Written task: Copy the lines from the first one through the one containing "left=107, top=159, right=158, bottom=181", and offset every bounding-box coordinate in the answers by adding 125, leaving the requests as they are.

Dataset entries:

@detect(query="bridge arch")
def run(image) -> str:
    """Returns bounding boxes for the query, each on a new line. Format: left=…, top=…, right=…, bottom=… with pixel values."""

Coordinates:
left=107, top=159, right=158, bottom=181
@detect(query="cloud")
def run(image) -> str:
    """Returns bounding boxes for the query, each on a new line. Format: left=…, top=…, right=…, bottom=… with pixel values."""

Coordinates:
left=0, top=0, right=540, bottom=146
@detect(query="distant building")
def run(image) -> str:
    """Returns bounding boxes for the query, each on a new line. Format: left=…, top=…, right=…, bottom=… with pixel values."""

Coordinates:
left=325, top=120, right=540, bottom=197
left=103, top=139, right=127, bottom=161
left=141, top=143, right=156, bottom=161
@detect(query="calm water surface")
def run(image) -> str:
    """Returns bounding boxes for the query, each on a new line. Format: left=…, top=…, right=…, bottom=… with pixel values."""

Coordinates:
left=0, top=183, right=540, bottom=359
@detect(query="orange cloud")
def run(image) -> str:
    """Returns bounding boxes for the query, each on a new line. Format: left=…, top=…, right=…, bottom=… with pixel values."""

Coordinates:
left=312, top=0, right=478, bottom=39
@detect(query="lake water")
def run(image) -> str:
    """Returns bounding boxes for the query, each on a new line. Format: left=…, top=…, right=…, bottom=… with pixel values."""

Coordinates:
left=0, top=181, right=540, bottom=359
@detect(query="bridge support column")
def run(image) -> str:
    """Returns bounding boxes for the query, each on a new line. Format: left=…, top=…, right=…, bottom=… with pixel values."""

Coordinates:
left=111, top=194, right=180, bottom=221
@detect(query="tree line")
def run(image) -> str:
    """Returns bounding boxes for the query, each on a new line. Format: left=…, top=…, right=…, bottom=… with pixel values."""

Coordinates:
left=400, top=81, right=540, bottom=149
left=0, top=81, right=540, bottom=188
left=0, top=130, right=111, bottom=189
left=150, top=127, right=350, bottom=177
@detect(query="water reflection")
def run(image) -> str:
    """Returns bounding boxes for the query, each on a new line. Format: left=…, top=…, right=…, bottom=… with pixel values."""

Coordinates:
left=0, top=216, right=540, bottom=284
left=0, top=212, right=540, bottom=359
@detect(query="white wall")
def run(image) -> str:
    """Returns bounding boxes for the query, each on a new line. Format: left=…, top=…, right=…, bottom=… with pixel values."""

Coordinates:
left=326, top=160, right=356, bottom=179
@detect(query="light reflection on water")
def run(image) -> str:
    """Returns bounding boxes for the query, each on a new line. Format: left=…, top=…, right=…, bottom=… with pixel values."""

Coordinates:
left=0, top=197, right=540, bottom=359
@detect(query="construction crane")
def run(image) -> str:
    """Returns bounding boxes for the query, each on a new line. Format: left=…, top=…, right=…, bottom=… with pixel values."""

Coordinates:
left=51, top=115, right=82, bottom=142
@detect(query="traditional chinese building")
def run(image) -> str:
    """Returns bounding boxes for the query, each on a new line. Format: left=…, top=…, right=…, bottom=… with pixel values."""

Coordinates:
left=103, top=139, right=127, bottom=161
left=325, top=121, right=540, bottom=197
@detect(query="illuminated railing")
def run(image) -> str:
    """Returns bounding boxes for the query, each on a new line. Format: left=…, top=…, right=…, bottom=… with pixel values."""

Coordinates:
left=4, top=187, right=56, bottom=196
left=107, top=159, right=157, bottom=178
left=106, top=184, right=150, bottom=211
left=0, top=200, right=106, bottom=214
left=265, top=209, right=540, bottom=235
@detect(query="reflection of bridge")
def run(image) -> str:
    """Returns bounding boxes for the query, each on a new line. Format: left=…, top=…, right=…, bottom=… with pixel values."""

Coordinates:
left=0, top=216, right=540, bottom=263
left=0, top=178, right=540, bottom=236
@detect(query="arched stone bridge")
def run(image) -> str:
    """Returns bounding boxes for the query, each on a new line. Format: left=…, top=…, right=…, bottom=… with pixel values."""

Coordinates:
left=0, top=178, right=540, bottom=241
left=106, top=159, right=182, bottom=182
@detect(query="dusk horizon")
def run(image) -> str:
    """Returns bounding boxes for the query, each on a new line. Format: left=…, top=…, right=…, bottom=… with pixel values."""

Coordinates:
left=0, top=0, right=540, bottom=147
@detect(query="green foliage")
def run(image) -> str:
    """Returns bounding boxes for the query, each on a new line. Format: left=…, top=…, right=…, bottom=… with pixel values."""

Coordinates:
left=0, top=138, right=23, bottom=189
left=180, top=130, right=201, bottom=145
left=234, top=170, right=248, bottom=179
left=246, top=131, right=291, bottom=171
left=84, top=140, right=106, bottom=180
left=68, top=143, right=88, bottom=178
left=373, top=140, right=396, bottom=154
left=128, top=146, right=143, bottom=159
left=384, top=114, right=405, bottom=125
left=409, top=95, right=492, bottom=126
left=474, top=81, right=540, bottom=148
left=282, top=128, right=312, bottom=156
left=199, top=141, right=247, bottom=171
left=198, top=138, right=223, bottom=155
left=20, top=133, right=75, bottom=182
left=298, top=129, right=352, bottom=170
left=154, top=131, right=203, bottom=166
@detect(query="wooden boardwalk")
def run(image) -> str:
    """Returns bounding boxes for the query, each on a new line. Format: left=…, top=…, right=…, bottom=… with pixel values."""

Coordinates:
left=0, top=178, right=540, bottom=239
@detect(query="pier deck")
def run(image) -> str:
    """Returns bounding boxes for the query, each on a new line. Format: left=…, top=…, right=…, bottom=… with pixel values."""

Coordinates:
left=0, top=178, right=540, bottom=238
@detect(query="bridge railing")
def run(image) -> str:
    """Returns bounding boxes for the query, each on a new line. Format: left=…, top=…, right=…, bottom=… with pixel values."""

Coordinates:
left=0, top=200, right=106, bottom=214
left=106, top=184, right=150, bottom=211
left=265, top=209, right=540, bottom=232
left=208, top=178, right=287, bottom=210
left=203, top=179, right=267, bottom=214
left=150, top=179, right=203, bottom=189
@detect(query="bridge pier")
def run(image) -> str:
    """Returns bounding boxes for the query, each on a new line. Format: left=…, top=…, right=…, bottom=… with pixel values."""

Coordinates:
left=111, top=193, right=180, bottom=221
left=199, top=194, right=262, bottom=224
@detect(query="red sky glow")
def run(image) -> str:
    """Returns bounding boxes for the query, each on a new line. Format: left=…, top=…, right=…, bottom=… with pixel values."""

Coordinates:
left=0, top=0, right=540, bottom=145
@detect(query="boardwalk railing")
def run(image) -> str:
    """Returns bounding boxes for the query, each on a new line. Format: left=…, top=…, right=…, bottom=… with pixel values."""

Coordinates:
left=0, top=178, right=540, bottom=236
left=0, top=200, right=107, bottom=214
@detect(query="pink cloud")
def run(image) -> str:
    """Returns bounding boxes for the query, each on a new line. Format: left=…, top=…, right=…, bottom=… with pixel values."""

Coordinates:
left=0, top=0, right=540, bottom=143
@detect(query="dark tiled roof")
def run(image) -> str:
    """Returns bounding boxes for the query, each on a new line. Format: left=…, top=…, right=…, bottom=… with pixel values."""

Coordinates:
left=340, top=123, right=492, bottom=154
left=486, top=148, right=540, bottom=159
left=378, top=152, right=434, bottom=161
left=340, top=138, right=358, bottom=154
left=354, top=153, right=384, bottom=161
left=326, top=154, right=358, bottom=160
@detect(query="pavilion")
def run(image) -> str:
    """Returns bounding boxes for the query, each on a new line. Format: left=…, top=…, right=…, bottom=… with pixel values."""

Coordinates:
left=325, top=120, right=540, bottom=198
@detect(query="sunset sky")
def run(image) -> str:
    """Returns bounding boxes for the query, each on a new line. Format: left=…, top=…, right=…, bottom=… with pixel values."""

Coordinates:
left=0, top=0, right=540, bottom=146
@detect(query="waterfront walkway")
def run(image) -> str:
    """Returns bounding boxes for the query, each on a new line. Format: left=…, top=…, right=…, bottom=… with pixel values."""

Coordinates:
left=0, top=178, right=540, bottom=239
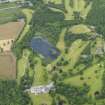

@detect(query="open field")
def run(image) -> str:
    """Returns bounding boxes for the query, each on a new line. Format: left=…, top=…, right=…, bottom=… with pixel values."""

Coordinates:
left=17, top=49, right=30, bottom=83
left=0, top=3, right=17, bottom=9
left=30, top=94, right=52, bottom=105
left=0, top=20, right=25, bottom=40
left=0, top=8, right=24, bottom=24
left=17, top=9, right=33, bottom=42
left=0, top=53, right=16, bottom=79
left=33, top=58, right=47, bottom=86
left=69, top=24, right=91, bottom=34
left=13, top=0, right=105, bottom=105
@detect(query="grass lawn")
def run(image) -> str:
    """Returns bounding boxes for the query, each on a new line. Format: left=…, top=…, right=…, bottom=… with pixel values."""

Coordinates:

Exercise answer:
@detect(query="bridge arch")
def run(image) -> str:
    """Returns bounding boxes for the query, each on a new line. Format: left=…, top=…, right=…, bottom=… with pixel values."""

Coordinates:
left=232, top=284, right=283, bottom=306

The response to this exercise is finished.